## TEXT BLOCK
•••••
Part B has a monthly premium. Most beneficiaries pay the standard premium, which is set and updated by the Centers for Medicare and Medicaid Services each year. Those who earn higher incomes may pay more, and those with limited incomes can apply for financial assistance.

In addition to the monthly premium, Part B has an annual deductible and cost-sharing requirements. Generally speaking, Part B pays for 80% of the cost of covered services.


Medicare Part C

Medicare Part C, more often referred to as Medicare Advantage, is a private health insurance plan provided by insurance companies that are contracted with the federal government. Each Medicare Advantage plan must offer at least as much coverage as Parts A and B. While you will remain enrolled in Parts A and B, the private insurance carrier will provide your benefits.

Medicare Advantage plans are attractive to many people due to their low premiums and extra benefits. It’s not uncommon for people to find a $0 premium Medicare Advantage plan. That doesn’t mean these plans are free. You’ll still pay the Part B premium plus any cost-sharing amounts outlined by the Medicare Advantage plan.
•••••
## TO DO
(a) Return the Medicare passage word for word, between "In addition to" and "the Medicare Advantage plan.", inclusive.
(b) Carry the Medicare passage on from its final sentence, adding new text that follows from it.

## RECORDS
•••••
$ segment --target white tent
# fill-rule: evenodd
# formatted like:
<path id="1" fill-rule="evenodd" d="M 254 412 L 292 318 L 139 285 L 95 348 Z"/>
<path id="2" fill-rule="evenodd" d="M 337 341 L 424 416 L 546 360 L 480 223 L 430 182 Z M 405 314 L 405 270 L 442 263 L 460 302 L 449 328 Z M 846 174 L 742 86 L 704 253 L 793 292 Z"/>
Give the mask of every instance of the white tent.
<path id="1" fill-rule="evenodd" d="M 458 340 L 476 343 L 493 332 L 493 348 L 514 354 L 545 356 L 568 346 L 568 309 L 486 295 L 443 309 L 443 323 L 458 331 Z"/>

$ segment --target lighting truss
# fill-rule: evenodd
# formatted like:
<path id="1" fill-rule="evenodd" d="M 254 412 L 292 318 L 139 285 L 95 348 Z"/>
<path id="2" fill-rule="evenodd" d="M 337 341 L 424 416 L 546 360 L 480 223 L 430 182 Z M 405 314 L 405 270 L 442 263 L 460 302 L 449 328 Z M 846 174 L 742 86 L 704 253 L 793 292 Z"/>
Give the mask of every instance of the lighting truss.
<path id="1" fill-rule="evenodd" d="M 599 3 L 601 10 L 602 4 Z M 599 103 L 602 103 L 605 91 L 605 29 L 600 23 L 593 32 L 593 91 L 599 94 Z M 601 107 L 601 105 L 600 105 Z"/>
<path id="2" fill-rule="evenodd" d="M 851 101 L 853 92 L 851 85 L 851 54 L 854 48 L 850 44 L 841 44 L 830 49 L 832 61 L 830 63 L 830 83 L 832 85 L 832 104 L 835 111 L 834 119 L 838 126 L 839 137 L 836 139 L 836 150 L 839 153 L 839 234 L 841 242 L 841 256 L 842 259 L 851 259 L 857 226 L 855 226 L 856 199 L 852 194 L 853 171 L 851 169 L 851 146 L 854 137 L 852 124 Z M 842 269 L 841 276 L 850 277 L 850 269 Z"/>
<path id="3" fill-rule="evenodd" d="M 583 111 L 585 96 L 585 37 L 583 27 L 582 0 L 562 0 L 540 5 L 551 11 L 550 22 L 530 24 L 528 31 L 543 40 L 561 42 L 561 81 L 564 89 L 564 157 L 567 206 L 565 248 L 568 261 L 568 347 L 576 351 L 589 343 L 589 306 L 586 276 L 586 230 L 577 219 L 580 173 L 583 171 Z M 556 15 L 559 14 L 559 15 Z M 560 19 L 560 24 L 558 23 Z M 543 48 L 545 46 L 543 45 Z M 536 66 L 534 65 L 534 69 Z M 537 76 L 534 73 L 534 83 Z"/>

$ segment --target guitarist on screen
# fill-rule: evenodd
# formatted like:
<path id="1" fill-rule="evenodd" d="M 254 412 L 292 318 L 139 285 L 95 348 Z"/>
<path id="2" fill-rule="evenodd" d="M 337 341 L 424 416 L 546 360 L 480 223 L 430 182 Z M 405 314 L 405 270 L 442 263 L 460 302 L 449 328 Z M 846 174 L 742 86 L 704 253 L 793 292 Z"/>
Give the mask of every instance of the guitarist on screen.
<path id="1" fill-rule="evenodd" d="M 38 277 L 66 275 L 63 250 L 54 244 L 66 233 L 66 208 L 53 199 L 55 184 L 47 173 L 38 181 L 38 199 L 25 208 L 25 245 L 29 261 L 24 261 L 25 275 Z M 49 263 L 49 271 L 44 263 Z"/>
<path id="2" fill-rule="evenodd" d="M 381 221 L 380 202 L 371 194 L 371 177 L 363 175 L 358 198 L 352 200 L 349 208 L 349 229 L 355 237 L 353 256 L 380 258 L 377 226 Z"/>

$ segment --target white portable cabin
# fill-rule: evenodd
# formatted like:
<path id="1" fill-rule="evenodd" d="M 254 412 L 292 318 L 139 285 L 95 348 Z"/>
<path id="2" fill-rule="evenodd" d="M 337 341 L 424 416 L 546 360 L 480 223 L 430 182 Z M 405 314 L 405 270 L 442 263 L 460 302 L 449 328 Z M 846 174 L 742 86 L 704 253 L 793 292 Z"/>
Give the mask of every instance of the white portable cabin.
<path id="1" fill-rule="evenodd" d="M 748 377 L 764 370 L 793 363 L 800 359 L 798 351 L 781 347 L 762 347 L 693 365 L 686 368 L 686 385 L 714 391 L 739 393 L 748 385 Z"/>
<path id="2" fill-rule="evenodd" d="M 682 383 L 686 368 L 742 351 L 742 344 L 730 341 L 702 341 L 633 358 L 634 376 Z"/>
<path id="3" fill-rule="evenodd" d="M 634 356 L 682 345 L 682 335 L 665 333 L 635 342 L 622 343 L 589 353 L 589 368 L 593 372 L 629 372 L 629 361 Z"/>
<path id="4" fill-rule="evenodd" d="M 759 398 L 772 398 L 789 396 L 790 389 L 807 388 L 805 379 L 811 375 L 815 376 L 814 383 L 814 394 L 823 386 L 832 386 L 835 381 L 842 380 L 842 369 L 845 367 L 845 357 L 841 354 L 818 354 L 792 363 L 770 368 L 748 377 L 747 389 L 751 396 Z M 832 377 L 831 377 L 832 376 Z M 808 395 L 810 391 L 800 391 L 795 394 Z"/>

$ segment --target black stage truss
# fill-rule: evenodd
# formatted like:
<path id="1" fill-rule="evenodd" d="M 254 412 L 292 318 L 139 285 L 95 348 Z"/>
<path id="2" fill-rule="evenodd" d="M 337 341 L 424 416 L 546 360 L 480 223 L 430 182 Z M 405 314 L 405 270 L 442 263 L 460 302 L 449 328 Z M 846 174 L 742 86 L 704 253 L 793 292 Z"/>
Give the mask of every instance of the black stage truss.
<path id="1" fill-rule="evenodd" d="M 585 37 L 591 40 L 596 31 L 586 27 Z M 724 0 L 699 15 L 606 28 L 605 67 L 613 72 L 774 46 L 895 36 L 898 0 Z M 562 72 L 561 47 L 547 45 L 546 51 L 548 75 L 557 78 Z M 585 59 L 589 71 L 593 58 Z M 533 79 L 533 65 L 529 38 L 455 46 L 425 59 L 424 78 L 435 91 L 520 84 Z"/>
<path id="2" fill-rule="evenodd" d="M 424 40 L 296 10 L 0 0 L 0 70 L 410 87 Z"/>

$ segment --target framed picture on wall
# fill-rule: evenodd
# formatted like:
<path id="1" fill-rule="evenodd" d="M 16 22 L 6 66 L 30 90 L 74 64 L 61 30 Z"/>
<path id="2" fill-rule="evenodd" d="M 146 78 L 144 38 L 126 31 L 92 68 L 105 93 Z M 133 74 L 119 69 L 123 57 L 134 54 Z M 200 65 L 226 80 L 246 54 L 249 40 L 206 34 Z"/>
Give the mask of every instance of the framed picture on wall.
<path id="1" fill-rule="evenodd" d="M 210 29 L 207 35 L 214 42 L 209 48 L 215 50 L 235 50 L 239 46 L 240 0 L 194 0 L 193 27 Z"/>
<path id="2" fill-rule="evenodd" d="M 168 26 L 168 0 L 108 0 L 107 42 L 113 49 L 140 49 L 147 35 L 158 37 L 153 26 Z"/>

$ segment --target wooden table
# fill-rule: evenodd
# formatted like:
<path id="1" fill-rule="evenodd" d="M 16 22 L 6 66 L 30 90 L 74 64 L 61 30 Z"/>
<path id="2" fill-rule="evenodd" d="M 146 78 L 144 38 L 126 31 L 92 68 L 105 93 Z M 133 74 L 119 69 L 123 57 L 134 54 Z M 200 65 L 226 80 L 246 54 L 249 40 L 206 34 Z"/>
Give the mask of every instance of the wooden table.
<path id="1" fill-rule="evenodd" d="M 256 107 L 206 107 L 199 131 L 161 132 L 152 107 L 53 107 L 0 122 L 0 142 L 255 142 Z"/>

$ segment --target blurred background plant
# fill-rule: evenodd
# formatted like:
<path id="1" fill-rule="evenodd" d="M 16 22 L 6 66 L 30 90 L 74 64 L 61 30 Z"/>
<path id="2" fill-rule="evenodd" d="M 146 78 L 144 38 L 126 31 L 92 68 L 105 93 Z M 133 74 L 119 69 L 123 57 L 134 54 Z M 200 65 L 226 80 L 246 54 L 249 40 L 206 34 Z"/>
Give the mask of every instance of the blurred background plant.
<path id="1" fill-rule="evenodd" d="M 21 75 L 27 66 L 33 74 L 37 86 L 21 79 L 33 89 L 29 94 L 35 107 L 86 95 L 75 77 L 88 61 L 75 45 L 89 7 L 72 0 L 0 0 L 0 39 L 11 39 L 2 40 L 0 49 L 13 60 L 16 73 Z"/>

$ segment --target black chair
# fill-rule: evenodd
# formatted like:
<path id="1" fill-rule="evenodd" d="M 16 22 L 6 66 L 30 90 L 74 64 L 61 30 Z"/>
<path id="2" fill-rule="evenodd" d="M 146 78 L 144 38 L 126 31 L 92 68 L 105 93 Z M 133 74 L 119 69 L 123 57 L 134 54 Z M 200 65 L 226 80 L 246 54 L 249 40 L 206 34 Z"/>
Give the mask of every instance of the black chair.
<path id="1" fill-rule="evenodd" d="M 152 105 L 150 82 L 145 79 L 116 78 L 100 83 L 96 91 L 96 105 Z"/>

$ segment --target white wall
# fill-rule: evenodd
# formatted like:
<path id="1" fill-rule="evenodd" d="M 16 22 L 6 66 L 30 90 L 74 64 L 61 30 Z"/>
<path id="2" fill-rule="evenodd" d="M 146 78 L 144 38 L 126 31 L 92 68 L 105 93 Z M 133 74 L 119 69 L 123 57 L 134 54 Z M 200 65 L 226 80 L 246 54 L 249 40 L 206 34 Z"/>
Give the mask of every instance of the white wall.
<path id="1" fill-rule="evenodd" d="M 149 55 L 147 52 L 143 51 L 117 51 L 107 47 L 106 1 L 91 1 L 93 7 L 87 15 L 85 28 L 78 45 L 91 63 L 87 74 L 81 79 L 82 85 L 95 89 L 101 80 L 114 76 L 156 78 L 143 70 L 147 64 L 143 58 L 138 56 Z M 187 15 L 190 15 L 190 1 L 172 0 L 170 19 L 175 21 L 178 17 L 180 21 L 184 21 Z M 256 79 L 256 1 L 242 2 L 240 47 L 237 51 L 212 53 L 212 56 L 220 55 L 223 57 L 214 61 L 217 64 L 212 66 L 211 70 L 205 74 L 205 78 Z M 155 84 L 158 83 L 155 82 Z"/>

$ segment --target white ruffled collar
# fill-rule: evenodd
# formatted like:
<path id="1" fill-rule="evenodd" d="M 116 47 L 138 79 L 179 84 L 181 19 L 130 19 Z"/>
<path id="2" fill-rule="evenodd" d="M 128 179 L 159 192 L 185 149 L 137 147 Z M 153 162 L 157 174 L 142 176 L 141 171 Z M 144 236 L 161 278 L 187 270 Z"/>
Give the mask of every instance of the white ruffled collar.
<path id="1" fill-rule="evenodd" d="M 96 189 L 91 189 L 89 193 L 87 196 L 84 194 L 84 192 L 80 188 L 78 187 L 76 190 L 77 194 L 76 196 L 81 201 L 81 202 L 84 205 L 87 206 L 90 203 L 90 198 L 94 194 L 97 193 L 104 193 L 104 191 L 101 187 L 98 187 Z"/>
•••••
## SET OF ANSWERS
(a)
In addition to the monthly premium, Part B has an annual deductible and cost-sharing requirements. Generally speaking, Part B pays for 80% of the cost of covered services.


Medicare Part C

Medicare Part C, more often referred to as Medicare Advantage, is a private health insurance plan provided by insurance companies that are contracted with the federal government. Each Medicare Advantage plan must offer at least as much coverage as Parts A and B. While you will remain enrolled in Parts A and B, the private insurance carrier will provide your benefits.

Medicare Advantage plans are attractive to many people due to their low premiums and extra benefits. It’s not uncommon for people to find a $0 premium Medicare Advantage plan. That doesn’t mean these plans are free. You’ll still pay the Part B premium plus any cost-sharing amounts outlined by the Medicare Advantage plan.

(b)
Part C plans also have extra benefits not available in Original Medicare (Parts A and B). Since private insurance carriers offer these plans, each one can be different. However, these extra benefits are often found in Part C plans:

  • Dental benefits
  • Vision coverage
  • Hearing coverage
  • Gym memberships and wellness programs
  • Prescription drug coverage
  • Transportation services
  • Meal delivery after a hospitalization

Before you decide to enroll in Medicare Advantage, it’s important to take a closer look at the types of Medicare Advantage plans available and what rules and regulations surround these plans.

Medicare Part D

Part D is prescription drug coverage. It covers most outpatient prescriptions, like those you’d get at your local pharmacy. Like Part C, Part D is offered through private insurance companies. You can get a stand-alone Part D plan or have it included in your Medicare Advantage plan. Medicare Advantage plans that include Part D coverage are referred to as MAPD plans.

Regardless of how you get Part D, the coverage works the same way. Each plan has a list of covered medications called the drug formulary. If a medication is not on the formulary, you can either request an exception, file an appeal, or pay out-of-pocket.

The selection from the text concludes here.